Directive:
Pull out each line of the listing below that contains the string "outline", treating uppercase and lowercase as different.
Start of Items
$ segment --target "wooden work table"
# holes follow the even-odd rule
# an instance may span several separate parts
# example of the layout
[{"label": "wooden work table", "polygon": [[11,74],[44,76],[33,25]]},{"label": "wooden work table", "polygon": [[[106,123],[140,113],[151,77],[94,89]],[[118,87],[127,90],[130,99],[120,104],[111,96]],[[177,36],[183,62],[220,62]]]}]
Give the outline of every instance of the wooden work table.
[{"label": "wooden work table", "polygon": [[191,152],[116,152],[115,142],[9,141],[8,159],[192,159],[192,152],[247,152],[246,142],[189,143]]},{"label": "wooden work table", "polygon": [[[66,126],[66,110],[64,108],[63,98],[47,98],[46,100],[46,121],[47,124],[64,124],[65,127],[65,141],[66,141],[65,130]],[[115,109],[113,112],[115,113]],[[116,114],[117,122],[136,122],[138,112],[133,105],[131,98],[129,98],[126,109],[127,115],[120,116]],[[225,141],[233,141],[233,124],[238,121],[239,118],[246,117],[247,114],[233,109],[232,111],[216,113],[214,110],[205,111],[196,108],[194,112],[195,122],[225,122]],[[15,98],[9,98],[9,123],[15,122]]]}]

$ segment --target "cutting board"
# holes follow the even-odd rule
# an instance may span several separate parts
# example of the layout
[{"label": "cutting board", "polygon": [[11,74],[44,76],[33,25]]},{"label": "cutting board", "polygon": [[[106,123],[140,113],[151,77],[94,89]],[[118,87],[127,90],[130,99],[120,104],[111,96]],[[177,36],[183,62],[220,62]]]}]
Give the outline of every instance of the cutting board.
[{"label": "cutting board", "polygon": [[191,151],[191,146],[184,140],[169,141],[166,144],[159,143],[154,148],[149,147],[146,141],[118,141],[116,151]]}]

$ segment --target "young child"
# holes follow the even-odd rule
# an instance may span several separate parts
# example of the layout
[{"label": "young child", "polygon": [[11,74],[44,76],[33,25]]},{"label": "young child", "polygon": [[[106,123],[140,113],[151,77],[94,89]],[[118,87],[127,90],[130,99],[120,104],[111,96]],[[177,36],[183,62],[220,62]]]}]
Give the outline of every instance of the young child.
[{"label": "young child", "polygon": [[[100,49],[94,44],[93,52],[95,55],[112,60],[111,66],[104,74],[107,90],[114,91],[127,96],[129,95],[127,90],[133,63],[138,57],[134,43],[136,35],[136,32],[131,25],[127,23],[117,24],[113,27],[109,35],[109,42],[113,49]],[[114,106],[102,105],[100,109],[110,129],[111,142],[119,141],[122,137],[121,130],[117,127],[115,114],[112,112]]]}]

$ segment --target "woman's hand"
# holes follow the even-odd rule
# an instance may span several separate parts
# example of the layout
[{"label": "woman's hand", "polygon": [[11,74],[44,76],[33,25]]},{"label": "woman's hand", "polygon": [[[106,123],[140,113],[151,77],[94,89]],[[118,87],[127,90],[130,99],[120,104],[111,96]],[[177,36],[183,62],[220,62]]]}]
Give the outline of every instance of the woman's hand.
End of Items
Complete answer:
Give the outline of every instance of the wooden work table.
Give the outline of every instance of the cutting board.
Give the outline of every instance of the young child.
Give the outline of every instance of the woman's hand.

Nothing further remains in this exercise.